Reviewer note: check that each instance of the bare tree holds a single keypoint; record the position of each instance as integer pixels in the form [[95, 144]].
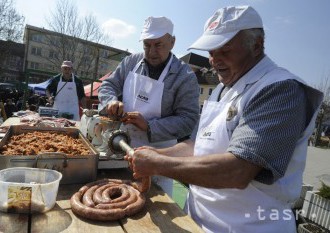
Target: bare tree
[[72, 33], [11, 22]]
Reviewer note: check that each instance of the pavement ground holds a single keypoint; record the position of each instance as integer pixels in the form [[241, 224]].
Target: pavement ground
[[317, 167]]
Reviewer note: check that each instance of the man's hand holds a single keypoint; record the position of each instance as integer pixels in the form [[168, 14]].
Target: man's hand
[[136, 119], [141, 163], [115, 108]]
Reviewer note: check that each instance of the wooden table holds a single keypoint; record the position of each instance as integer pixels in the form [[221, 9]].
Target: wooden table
[[160, 214]]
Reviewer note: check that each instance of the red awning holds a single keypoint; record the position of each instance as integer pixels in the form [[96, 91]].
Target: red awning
[[96, 86]]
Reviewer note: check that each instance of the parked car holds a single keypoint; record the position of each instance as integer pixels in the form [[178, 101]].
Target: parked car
[[8, 90]]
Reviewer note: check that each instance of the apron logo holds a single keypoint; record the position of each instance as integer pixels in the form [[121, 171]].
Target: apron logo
[[232, 111], [143, 97], [207, 133]]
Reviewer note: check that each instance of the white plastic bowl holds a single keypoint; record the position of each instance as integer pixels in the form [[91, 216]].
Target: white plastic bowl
[[28, 190]]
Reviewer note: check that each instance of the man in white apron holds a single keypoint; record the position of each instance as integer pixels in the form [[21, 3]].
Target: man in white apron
[[154, 93], [66, 91], [245, 167]]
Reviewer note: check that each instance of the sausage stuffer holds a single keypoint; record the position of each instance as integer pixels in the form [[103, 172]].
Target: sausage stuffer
[[119, 141]]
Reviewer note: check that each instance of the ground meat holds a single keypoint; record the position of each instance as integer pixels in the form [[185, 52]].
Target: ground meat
[[34, 143]]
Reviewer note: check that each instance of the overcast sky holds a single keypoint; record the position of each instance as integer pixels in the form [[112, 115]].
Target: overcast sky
[[297, 31]]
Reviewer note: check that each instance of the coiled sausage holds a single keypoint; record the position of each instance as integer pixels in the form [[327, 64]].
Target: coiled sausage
[[107, 199]]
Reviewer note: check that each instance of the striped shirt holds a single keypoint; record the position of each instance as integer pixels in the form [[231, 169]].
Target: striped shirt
[[269, 128]]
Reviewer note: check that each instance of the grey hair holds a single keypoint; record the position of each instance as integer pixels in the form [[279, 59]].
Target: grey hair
[[251, 36]]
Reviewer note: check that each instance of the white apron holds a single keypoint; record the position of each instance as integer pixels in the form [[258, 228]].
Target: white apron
[[67, 99], [259, 207], [144, 95]]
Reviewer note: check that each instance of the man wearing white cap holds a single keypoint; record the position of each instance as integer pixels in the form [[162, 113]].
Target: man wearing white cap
[[245, 166], [154, 93], [66, 91]]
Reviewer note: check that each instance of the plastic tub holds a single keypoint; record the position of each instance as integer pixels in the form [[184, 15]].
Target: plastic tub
[[28, 190]]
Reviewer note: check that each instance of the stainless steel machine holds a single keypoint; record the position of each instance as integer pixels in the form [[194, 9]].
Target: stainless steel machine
[[98, 129]]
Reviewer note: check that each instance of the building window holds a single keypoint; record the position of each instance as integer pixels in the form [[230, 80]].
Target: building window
[[34, 65], [36, 51], [52, 54], [36, 38], [210, 91], [104, 54]]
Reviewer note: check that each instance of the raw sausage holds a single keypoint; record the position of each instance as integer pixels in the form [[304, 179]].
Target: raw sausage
[[108, 199]]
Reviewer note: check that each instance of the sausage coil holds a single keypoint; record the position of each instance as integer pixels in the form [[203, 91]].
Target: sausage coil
[[107, 200]]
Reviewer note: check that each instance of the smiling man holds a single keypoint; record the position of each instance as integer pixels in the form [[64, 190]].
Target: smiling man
[[247, 161]]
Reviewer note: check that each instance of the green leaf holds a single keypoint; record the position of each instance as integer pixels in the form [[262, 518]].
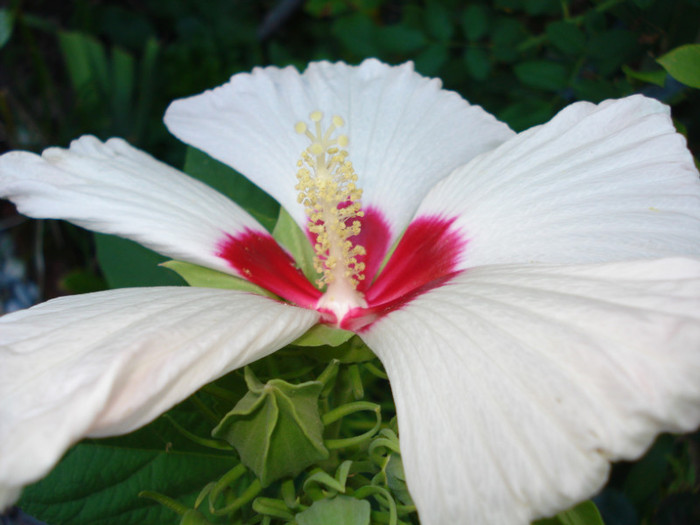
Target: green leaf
[[7, 23], [276, 428], [542, 74], [99, 483], [683, 64], [610, 49], [125, 264], [438, 20], [585, 513], [566, 37], [122, 90], [203, 277], [288, 233], [87, 65], [525, 114], [234, 185], [475, 22], [357, 34], [341, 510], [506, 34], [653, 77], [477, 62], [542, 7], [430, 61]]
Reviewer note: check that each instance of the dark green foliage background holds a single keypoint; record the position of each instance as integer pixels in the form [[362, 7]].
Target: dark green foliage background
[[110, 68]]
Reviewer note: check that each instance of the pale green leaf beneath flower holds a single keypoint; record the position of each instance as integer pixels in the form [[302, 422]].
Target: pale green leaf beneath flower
[[288, 234], [341, 510], [202, 277]]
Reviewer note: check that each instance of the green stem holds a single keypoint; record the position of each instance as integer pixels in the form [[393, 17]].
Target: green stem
[[209, 443]]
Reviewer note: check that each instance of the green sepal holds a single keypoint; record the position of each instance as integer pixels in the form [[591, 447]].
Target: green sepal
[[203, 277], [683, 64], [323, 335], [341, 510], [276, 428], [288, 234], [585, 513]]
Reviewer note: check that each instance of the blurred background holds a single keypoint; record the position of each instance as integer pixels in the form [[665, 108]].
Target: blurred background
[[110, 68]]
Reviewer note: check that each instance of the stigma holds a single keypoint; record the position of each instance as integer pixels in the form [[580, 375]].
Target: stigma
[[327, 185]]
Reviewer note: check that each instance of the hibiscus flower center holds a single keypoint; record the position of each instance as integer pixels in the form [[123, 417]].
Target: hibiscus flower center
[[328, 190]]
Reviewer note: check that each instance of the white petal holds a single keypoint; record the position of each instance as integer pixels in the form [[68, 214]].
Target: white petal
[[106, 363], [516, 385], [405, 132], [597, 183], [114, 188]]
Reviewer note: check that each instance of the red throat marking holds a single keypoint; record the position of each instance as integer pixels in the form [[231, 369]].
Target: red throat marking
[[425, 258]]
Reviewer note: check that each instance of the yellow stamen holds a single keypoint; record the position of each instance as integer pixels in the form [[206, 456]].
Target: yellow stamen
[[328, 189]]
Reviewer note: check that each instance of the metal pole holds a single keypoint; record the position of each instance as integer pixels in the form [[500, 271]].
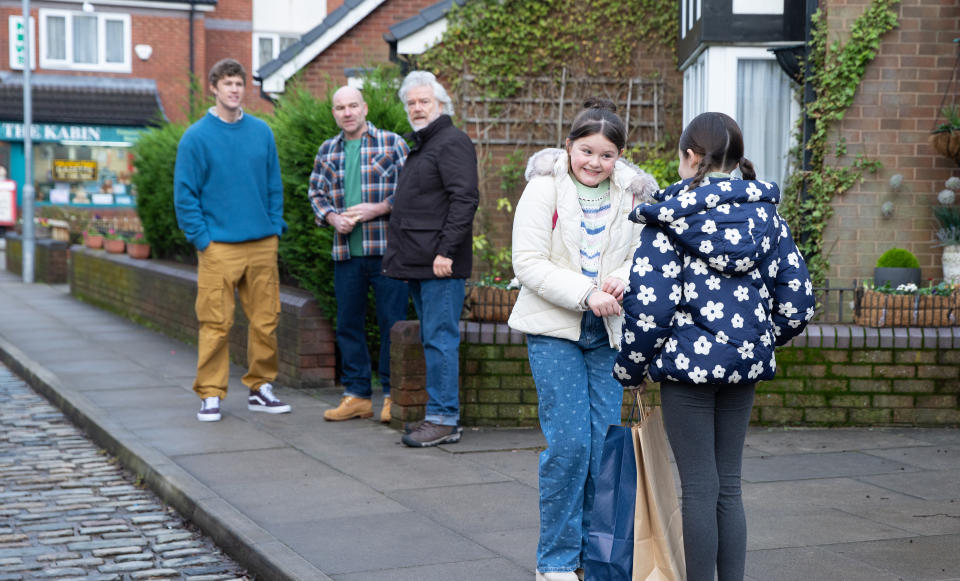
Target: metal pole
[[29, 241]]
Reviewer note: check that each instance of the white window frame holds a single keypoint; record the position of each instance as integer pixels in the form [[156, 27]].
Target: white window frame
[[101, 65], [275, 37]]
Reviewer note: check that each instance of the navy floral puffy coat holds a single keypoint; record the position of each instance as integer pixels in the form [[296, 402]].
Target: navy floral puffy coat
[[716, 283]]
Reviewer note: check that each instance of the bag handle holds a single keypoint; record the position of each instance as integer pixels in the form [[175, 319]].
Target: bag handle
[[638, 411]]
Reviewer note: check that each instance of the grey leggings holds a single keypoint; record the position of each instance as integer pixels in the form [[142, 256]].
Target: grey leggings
[[706, 426]]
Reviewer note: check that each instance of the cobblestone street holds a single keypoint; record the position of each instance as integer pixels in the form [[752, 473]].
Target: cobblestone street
[[69, 511]]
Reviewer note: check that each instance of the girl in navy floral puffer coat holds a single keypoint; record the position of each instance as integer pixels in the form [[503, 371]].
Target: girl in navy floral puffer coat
[[716, 283]]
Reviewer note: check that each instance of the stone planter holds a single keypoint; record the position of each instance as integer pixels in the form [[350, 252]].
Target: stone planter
[[951, 263], [114, 246], [139, 251], [895, 276], [875, 309]]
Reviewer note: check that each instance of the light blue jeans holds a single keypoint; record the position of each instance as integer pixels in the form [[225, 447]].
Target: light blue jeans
[[707, 426], [578, 400], [438, 303]]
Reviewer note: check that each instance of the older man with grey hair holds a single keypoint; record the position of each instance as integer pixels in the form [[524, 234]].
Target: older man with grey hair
[[429, 245]]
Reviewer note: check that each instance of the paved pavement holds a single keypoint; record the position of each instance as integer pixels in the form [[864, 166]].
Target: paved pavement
[[294, 497], [71, 512]]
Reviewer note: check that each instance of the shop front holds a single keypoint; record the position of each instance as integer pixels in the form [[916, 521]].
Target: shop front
[[73, 165], [83, 132]]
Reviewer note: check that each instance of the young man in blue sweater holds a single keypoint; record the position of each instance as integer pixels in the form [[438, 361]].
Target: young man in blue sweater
[[229, 203]]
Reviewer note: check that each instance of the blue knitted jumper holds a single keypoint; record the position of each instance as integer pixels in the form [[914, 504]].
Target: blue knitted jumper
[[227, 184]]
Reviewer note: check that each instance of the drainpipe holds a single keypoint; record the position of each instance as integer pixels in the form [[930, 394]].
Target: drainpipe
[[809, 96], [193, 74]]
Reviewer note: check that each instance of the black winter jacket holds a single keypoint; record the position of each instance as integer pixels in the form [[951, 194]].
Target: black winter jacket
[[434, 203]]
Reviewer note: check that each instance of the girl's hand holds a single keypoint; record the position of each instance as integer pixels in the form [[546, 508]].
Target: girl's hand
[[603, 304], [614, 287]]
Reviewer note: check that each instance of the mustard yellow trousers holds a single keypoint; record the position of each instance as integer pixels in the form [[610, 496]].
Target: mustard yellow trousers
[[248, 269]]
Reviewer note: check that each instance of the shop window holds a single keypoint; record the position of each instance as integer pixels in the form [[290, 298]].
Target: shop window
[[85, 42], [82, 175], [268, 46]]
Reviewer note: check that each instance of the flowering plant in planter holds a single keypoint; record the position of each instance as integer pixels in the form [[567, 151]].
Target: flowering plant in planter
[[908, 305]]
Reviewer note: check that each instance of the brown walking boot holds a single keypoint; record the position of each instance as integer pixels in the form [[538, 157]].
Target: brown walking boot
[[385, 412], [350, 407]]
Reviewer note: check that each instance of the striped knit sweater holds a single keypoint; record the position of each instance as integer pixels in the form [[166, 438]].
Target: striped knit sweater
[[595, 203]]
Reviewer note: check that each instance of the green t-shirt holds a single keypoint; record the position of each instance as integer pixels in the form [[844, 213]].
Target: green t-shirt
[[351, 190]]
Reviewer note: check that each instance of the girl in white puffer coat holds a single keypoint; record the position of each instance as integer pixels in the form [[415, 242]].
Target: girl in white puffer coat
[[572, 249]]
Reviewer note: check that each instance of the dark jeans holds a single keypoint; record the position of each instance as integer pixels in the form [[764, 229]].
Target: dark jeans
[[706, 426], [438, 302], [351, 280]]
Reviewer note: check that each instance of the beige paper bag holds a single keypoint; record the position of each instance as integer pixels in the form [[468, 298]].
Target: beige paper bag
[[658, 524]]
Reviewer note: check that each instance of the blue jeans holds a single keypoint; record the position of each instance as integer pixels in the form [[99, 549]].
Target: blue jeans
[[578, 400], [707, 426], [439, 302], [351, 280]]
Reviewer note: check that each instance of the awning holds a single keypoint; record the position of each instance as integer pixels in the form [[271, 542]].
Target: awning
[[82, 100]]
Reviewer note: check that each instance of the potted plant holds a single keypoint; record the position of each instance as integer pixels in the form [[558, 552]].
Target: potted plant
[[908, 305], [945, 138], [895, 267], [92, 237], [137, 246], [113, 242], [948, 233]]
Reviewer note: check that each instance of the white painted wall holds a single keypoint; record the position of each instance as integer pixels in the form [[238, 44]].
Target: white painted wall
[[288, 16], [758, 6]]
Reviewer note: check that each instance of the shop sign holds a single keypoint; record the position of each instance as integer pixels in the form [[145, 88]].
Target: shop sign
[[86, 133], [72, 170], [18, 43]]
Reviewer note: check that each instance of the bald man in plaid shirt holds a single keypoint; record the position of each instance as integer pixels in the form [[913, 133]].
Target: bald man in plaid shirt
[[351, 189]]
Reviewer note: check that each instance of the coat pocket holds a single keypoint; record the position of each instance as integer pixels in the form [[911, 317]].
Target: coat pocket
[[420, 239]]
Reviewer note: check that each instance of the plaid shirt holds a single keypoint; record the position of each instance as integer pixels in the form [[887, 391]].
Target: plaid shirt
[[382, 154]]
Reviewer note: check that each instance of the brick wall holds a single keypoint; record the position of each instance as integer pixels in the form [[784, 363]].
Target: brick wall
[[895, 108], [161, 295], [50, 259], [830, 375], [362, 46]]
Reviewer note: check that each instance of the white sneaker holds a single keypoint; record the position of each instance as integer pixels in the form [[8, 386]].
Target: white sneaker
[[557, 576], [263, 400], [209, 409]]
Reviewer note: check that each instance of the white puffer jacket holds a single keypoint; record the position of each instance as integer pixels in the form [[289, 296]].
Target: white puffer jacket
[[546, 259]]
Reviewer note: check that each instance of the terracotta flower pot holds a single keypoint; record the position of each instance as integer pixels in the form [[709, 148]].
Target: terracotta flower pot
[[135, 250], [114, 246]]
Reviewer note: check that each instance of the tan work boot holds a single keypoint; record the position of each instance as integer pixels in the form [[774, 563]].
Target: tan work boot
[[385, 412], [350, 407]]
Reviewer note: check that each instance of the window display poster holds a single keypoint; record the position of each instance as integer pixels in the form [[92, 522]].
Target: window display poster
[[73, 170], [8, 202]]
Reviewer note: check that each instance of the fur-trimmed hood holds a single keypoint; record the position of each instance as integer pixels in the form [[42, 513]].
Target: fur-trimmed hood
[[633, 180]]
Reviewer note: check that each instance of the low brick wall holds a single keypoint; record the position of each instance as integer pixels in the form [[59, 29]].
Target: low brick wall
[[833, 375], [50, 258], [161, 295]]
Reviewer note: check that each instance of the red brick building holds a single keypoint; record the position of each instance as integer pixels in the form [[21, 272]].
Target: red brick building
[[726, 45]]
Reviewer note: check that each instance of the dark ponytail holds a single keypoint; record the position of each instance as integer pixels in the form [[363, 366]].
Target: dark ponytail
[[599, 116], [718, 140]]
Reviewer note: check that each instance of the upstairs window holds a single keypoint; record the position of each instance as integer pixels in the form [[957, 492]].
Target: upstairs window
[[84, 41], [268, 46]]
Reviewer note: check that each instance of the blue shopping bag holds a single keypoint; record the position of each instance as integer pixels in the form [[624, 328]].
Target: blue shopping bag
[[610, 538]]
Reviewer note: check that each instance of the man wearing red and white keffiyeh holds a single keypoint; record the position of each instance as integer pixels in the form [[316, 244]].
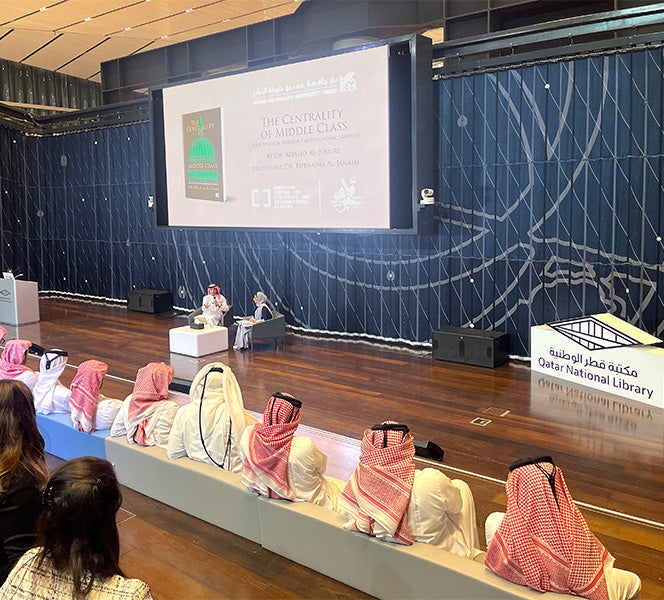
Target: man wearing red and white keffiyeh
[[11, 363], [279, 464], [147, 413], [377, 495], [268, 447], [90, 409], [544, 542]]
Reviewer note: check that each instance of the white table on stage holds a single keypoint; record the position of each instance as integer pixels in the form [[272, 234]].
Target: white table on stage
[[18, 302], [198, 342]]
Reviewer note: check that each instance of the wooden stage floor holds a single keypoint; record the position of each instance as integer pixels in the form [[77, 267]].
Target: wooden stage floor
[[611, 450]]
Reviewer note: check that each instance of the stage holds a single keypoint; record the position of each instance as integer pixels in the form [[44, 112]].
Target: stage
[[611, 450]]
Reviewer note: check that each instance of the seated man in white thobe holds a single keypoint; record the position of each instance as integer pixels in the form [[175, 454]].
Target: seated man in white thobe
[[279, 464], [214, 306], [147, 414], [90, 409], [210, 427], [12, 363], [387, 498], [49, 394]]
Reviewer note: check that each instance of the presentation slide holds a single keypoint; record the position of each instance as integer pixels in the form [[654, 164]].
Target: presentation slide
[[303, 145]]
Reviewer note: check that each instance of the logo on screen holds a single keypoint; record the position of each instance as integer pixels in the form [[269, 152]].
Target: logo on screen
[[347, 82], [202, 135], [346, 196]]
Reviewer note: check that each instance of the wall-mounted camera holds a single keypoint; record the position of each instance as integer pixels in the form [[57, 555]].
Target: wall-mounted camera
[[427, 196]]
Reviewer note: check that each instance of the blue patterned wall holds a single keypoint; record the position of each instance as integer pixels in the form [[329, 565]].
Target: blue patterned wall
[[550, 194]]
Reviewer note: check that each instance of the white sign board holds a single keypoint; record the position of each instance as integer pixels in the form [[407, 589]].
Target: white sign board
[[634, 372], [572, 404]]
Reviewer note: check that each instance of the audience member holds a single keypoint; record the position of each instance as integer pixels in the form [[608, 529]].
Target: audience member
[[544, 542], [49, 394], [12, 363], [262, 313], [387, 498], [23, 472], [90, 409], [78, 545], [147, 414], [279, 464], [209, 428]]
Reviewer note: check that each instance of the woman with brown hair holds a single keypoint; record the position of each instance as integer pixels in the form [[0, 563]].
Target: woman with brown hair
[[23, 472], [78, 546]]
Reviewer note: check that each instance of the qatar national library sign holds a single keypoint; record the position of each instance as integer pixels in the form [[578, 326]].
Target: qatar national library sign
[[602, 352]]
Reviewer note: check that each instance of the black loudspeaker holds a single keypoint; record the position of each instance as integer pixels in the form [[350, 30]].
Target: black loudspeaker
[[427, 449], [149, 300], [471, 346]]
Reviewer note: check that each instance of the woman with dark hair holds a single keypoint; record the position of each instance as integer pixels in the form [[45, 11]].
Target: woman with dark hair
[[78, 545], [23, 472]]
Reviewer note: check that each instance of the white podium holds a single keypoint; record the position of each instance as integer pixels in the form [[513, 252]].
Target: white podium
[[198, 342], [18, 302]]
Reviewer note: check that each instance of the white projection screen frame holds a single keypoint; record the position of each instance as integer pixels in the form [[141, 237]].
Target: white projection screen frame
[[304, 145]]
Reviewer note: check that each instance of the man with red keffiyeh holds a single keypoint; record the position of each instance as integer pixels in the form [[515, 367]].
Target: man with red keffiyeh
[[279, 464], [90, 409], [544, 542], [11, 363], [147, 414], [388, 498]]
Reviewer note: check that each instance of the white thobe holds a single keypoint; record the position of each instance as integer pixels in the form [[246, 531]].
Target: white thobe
[[49, 394], [306, 473]]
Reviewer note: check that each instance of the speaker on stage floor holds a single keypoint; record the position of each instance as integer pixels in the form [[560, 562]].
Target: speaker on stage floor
[[152, 301], [427, 449], [471, 346]]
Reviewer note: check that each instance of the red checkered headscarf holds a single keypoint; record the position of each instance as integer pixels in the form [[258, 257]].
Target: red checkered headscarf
[[85, 393], [269, 447], [379, 489], [12, 357], [543, 541], [151, 386]]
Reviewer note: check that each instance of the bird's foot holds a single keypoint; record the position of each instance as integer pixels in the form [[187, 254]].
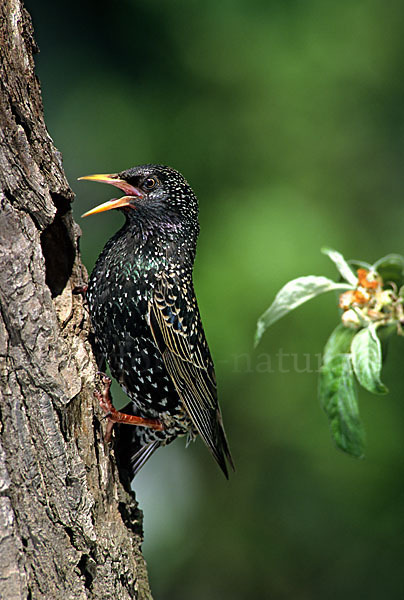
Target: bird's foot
[[115, 416], [80, 290]]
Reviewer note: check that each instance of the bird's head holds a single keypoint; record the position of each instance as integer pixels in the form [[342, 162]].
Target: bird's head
[[154, 193]]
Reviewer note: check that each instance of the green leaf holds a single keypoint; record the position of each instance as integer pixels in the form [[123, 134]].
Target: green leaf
[[367, 360], [342, 265], [339, 342], [292, 295], [338, 398], [391, 268]]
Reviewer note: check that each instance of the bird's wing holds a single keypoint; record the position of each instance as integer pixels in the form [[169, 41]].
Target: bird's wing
[[177, 330]]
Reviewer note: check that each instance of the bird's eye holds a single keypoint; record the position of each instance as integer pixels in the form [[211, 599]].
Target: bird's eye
[[150, 183]]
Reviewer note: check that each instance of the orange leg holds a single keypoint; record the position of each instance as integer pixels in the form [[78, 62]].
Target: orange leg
[[115, 416]]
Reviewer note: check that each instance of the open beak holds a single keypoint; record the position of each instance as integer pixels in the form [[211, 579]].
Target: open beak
[[123, 185]]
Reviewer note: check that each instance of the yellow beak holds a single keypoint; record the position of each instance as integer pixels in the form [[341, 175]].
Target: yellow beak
[[113, 179]]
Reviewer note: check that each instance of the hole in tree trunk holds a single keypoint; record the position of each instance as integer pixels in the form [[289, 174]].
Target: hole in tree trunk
[[58, 247]]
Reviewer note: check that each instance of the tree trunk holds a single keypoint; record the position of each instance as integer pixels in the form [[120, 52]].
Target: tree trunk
[[68, 528]]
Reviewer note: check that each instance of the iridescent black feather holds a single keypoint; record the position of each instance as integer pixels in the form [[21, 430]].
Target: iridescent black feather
[[146, 319]]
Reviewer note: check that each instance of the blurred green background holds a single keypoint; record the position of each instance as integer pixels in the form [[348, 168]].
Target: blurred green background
[[287, 119]]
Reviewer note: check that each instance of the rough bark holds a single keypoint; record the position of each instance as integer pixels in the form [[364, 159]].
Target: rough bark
[[68, 527]]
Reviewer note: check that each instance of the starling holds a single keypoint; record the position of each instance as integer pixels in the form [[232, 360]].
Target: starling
[[145, 316]]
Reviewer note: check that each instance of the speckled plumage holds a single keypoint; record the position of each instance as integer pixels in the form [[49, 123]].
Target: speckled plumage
[[146, 320]]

###

Exercise details.
Copy the records above verbatim, from the line holding "Reviewer note: check that each instance of the orange" through the line holding "[[123, 185]]", inclusive.

Answer to the exercise.
Reviewer note: check that each instance of the orange leg holds a single keypoint; record the position of each instance as integer pixels in the form [[78, 62]].
Target: orange leg
[[115, 416]]
Reviewer note: check that each instance of the open beak holds a single keypoint; record the position of each instance as integer pixels in the form [[211, 579]].
Target: open beak
[[123, 185]]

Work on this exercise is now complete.